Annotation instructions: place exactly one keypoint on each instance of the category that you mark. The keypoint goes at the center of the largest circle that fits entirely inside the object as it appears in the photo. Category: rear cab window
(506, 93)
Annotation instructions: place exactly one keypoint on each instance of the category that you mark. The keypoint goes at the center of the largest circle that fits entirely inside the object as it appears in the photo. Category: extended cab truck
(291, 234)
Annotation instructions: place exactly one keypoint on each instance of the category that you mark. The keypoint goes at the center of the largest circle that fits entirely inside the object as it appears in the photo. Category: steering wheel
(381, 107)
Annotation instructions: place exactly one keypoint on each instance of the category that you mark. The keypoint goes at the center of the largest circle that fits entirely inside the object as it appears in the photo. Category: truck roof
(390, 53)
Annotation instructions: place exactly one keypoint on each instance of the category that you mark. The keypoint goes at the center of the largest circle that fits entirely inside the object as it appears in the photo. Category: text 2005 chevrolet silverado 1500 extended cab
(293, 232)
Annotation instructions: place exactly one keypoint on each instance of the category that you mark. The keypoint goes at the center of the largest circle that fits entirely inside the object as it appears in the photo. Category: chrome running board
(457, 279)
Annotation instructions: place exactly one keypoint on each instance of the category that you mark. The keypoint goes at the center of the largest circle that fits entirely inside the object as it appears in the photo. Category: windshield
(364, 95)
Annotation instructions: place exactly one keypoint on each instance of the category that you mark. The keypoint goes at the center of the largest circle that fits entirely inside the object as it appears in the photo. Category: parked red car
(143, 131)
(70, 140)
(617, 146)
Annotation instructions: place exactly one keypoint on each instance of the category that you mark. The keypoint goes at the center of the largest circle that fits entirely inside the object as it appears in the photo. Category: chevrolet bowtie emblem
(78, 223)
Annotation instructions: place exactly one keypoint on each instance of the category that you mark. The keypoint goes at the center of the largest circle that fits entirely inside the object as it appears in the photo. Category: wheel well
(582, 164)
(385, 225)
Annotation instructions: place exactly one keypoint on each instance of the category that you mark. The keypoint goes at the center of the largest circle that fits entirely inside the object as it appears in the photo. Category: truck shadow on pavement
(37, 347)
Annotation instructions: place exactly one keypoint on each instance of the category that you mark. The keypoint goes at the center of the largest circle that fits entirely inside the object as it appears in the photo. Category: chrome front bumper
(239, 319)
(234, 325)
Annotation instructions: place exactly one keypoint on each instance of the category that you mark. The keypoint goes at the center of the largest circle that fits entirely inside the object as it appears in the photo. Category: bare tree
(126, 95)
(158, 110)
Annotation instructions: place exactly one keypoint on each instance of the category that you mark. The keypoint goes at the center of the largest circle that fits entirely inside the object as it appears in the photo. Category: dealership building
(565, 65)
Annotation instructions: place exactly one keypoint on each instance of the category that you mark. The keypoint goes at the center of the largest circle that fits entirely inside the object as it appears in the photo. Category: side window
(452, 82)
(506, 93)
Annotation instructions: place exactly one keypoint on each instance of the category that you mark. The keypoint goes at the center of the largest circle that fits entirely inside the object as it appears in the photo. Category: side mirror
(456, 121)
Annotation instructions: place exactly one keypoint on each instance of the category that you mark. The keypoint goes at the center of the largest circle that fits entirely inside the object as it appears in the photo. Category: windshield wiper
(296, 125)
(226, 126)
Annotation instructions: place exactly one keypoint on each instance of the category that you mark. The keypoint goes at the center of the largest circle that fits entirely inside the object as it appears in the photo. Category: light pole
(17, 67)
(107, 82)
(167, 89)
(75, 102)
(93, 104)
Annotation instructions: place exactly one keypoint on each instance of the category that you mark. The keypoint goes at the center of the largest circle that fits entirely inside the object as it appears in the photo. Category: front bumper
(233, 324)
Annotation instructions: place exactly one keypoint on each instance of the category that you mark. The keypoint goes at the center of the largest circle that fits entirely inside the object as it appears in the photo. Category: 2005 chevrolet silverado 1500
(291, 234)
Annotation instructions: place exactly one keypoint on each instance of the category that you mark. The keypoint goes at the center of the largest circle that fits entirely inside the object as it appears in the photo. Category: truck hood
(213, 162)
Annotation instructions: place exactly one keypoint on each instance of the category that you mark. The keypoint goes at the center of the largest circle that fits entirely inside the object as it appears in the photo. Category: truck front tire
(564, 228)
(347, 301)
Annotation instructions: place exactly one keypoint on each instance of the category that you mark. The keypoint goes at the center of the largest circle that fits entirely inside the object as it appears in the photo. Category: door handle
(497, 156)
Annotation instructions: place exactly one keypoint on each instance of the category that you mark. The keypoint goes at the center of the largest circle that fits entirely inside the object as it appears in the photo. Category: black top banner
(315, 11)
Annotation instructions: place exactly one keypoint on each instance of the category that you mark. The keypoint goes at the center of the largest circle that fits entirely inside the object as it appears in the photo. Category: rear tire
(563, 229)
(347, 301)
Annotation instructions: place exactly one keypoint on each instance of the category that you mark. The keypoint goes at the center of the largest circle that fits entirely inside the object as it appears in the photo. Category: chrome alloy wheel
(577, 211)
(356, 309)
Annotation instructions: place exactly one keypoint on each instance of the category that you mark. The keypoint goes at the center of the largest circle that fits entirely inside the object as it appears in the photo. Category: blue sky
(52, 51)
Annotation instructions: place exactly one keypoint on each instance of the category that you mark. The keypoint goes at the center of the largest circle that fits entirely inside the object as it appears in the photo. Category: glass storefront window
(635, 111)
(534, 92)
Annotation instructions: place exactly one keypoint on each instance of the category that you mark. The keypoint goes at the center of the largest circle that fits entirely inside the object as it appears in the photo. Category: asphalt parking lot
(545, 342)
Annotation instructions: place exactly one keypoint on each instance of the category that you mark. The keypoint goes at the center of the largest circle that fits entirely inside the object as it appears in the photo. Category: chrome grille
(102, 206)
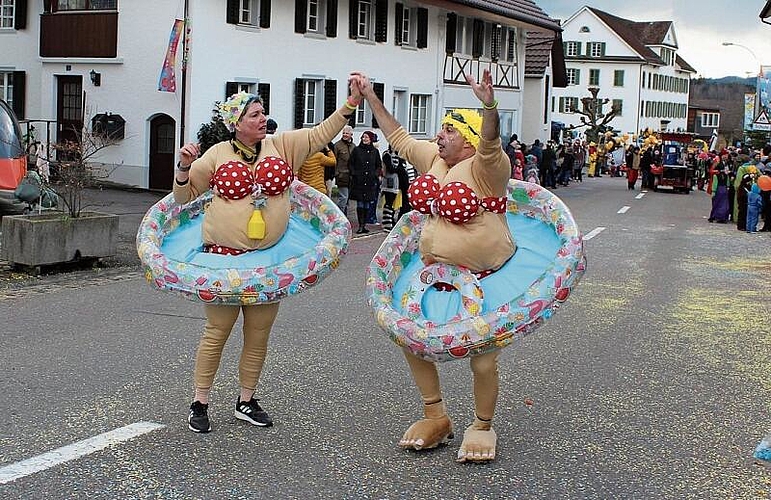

_ _ _

Instructions for the task:
Extract each line of the records above that contains the string "wheel", treating uppercase and lowercase letters as distinct.

Result:
Annotation instructions: place exactly one keypoint on each instance of the category that you mark. The keypoint goes at the center of the largest circle that fits entirely inside the object as it appears in the photo. Category: steering wheel
Annotation instructions: place exactly one keypoint on each instance of the category that you mark. The keypoint goes at the center of the largest circle that fits entirely inside the object as it appears in the photo. Category: wheel well
Annotation instructions: place exactly one keypoint on each instance of the category that you mark. The keypoint goes at the center of the largest circle that fits entirely inside the object as it appears in the photo. Category: chrome alloy wheel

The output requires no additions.